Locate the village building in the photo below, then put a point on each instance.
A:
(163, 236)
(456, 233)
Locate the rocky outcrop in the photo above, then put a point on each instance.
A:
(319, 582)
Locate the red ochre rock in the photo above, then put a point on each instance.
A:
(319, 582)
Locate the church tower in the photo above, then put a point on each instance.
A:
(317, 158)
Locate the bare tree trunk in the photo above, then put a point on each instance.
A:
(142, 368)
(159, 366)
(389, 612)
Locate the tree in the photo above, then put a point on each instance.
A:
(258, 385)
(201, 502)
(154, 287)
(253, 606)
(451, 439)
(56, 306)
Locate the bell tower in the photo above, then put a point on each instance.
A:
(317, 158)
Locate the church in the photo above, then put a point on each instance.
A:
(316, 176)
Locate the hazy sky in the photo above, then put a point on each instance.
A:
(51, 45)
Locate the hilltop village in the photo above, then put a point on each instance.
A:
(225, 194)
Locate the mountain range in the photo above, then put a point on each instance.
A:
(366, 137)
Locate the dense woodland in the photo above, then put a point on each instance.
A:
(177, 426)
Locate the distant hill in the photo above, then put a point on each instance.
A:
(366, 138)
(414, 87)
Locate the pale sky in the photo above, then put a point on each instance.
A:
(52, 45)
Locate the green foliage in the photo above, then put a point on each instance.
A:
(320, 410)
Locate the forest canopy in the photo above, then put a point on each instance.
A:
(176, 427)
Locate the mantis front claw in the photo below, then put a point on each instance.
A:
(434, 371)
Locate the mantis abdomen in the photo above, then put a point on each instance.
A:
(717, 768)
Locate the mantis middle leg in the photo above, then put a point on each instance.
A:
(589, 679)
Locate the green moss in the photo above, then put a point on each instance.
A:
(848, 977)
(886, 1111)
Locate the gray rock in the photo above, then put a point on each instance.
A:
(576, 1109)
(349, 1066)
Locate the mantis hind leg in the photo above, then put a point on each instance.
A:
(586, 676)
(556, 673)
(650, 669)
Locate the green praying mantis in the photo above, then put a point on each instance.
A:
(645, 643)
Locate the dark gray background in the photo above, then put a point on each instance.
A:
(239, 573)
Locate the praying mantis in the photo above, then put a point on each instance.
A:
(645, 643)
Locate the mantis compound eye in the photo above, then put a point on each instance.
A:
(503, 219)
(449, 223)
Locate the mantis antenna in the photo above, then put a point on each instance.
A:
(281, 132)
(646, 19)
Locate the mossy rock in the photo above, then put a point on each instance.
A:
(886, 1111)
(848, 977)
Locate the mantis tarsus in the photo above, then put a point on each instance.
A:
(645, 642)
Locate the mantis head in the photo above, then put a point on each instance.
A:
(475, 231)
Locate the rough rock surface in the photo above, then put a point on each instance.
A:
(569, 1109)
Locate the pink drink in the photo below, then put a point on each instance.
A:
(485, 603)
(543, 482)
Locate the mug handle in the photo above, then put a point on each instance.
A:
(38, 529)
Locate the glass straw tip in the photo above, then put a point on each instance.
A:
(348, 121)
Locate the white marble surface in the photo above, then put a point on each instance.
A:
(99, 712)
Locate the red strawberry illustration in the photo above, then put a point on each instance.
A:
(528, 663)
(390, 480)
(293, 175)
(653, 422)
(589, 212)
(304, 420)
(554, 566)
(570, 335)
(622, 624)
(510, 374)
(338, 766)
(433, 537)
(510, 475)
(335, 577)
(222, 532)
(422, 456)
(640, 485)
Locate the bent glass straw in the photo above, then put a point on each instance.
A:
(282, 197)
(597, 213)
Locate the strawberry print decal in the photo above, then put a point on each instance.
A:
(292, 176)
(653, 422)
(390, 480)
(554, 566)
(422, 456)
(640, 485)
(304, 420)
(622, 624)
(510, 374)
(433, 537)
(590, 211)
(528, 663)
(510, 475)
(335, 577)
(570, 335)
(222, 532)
────────────────────
## Problem details:
Type the material above out again, exactly.

## In response:
Locate the village building in the photo below, then put a point on each instance.
A:
(163, 236)
(456, 233)
Locate the rocky outcrop in the photo above, then put a point on each instance.
A:
(319, 582)
Locate the red ochre rock in the photo above, then put a point on each instance.
A:
(319, 582)
Locate the church tower in the photo above, then put a point on each instance.
A:
(317, 158)
Locate the bare tree trunk in the photo above, then put a point on each instance.
A:
(142, 368)
(159, 366)
(389, 612)
Locate the tree in the photo above, then put a point on each instance.
A:
(258, 385)
(201, 502)
(154, 287)
(253, 606)
(451, 439)
(56, 306)
Locate the bell tower in the photo above, then put a point on each instance.
A:
(317, 158)
Locate the church in the photo above, then put a point on each instance.
A:
(316, 176)
Locate the hazy sky in the photo above, then put a point on each instance.
A:
(51, 45)
Locate the hilltop village in the photo above, then put a point on each instance.
A:
(225, 194)
Locate the mountain range in the photo above, then put a point on each instance.
A:
(366, 137)
Locate the dense woodland in the photo above, then put a point on each instance.
A:
(177, 426)
Locate the distant hill in the photo above, then put a point on each instance.
A:
(366, 138)
(414, 87)
Locate the pale sky in the photo above, then put a point on each instance.
A:
(52, 45)
Locate the green foliage in the photo above, then put a point on each instance.
A:
(320, 410)
Locate the forest canopy in the photo above, then put a point on each instance.
A:
(176, 427)
Locate the mantis front claw in the photo below, then put a point on each instance.
A:
(434, 371)
Locate the mantis abdomen in the photo above, then put a point on each instance.
A:
(717, 768)
Locate the mantis middle leg in the photo above, then put a point on each instance.
A:
(589, 679)
Locate the green moss in the photo above, then put a point on each instance.
A:
(848, 977)
(886, 1111)
Locate the gray rock in the photo above, then put a point on each instance.
A:
(576, 1109)
(349, 1066)
Locate the mantis hind leg in the photo above, then put a point on each instance.
A:
(586, 676)
(556, 673)
(650, 669)
Locate the green praying mantis in the photo above, then put a point on each instance.
A:
(645, 643)
Locate the dark gray background in the photo above, then put a point on each instance.
A:
(239, 573)
Locate the praying mantis in the photo above, then put a point on each instance.
A:
(645, 643)
Locate the mantis compound eye in the photo above, then put a point on each instance.
A:
(503, 219)
(449, 223)
Locate the mantis antenna in the photo above, then put a point on each instance.
A:
(281, 132)
(646, 19)
Locate the mossy rock in the photo above, then put a point on each instance.
A:
(886, 1111)
(848, 977)
Locate the mantis tarsus in the photo above, then put a point on each instance.
A:
(645, 642)
Locate the mantis head in the photo above, then put a point on each instance.
A:
(475, 231)
Locate the rough rock surface in the photo above, then put a point on each instance.
A:
(569, 1109)
Locate the pink drink in the photo below, then put a point on each instance.
A:
(485, 603)
(543, 482)
Locate the mug handle in the photo above, then put a point on each instance.
A:
(38, 529)
Locate the glass straw tip in the photo above, then put a point on each instance.
A:
(348, 121)
Locate the white marble surface in the photo above, then put a point on each instance.
A:
(99, 712)
Locate the red strawberry illustration in the photo above, then put a point on each instance.
A:
(528, 663)
(390, 480)
(293, 175)
(653, 422)
(589, 212)
(304, 420)
(554, 566)
(570, 335)
(622, 624)
(510, 374)
(338, 766)
(433, 537)
(510, 475)
(335, 577)
(222, 532)
(422, 456)
(640, 485)
Locate the bent glass straw in the photo above, then put a point on each instance.
A:
(282, 197)
(597, 213)
Locate the strawberry print decal in the photo above, then put a point on each instance.
A:
(292, 176)
(653, 422)
(390, 480)
(554, 566)
(422, 456)
(640, 485)
(304, 420)
(622, 624)
(510, 374)
(433, 537)
(590, 211)
(528, 663)
(510, 475)
(335, 577)
(570, 335)
(222, 532)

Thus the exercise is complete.